▸ **DATA IN THIS EXERCISE**:
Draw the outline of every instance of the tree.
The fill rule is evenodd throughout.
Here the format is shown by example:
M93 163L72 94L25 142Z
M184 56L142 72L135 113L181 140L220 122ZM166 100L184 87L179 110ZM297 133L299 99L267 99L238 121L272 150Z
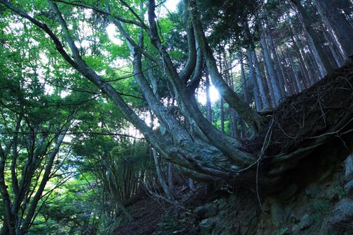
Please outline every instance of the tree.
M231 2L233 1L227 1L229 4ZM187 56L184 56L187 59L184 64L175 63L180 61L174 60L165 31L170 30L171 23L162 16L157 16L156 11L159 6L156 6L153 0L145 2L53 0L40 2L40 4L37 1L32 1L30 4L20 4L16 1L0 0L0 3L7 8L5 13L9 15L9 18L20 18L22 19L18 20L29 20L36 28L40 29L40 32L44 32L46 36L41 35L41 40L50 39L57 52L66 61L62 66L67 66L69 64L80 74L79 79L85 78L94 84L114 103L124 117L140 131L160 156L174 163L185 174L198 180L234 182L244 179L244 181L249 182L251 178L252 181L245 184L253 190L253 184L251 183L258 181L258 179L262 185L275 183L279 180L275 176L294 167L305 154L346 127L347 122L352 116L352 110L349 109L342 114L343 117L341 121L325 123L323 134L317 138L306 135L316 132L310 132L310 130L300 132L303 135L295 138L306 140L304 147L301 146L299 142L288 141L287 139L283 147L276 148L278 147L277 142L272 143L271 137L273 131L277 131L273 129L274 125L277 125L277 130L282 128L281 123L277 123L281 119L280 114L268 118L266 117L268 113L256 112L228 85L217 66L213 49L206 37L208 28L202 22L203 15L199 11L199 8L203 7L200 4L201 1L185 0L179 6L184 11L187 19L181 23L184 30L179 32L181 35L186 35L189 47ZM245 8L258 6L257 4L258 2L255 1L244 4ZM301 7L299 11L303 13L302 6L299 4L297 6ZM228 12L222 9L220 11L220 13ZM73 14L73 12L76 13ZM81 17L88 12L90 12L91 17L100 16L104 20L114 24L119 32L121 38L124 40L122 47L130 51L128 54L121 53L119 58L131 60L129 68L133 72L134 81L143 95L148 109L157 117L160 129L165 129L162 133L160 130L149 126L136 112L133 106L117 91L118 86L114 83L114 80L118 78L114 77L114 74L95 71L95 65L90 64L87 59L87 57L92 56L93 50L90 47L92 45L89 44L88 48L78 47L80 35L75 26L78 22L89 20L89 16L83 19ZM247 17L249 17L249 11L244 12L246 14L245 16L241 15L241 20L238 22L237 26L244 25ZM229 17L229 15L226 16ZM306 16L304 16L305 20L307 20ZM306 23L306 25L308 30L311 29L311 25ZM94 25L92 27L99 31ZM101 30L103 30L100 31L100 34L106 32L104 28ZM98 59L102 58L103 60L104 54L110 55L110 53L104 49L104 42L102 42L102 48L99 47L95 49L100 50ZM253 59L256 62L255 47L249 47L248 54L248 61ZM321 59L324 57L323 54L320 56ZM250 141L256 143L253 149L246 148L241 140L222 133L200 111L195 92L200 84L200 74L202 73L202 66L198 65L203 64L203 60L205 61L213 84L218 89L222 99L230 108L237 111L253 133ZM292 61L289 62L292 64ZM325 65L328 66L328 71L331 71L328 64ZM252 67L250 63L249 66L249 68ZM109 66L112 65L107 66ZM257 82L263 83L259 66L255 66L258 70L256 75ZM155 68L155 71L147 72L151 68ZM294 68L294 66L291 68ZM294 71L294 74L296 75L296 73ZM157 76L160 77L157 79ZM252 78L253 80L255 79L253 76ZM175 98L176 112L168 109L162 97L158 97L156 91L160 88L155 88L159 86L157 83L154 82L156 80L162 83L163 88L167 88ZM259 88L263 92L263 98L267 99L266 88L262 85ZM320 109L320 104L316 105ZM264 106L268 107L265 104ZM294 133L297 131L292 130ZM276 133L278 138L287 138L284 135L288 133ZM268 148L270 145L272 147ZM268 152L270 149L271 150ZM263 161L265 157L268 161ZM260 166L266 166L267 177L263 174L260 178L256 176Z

* * *

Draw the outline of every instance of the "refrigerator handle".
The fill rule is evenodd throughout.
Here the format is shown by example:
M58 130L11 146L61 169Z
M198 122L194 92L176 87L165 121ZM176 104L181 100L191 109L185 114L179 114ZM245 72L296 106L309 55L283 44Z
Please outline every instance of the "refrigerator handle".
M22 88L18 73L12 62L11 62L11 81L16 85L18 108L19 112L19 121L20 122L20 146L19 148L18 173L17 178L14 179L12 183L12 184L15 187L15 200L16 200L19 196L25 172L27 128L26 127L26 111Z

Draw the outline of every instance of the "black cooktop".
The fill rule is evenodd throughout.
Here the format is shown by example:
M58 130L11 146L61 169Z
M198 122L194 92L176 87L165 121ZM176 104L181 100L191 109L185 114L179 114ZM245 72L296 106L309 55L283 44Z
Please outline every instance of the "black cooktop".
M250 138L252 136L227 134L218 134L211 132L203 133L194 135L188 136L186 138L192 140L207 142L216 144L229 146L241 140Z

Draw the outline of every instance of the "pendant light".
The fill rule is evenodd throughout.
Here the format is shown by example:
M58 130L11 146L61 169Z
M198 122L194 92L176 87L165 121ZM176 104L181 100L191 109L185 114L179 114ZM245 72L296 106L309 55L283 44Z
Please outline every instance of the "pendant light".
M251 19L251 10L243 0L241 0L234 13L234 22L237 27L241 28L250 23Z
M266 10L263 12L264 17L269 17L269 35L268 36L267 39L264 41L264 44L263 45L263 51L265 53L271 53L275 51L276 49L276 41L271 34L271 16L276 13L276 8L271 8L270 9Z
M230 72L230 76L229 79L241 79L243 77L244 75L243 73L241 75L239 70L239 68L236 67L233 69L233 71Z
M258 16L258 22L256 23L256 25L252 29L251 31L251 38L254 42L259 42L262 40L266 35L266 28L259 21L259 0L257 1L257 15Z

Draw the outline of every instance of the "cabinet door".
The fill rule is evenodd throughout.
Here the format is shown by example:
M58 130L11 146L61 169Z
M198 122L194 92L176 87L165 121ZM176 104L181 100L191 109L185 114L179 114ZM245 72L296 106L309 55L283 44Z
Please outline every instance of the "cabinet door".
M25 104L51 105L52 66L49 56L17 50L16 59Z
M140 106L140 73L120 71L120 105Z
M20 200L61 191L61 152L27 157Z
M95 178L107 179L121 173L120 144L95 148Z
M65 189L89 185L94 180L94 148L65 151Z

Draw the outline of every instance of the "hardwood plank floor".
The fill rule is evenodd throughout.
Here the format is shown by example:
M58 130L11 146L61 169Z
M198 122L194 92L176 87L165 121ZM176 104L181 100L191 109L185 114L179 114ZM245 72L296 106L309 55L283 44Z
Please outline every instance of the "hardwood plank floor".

▸ **WHAT IS ASKED**: Recast the records from the line with "Draw the outline of every instance of the tree." up to and including the line with "Please outline every instance of the tree." as a JSON list of strings, one string per line. Skip blank lines and leave the pictures out of the answer.

▸ **TASK RESPONSE**:
[
  "Draw the outline of every instance of the tree.",
  "The fill rule is evenodd throughout.",
  "Here the format is shown by example:",
  "M93 163L72 94L25 142Z",
  "M184 56L142 72L135 113L181 140L220 122ZM166 100L184 87L179 110ZM297 133L299 99L267 99L238 121L272 150Z",
  "Please outline every instance of the tree."
]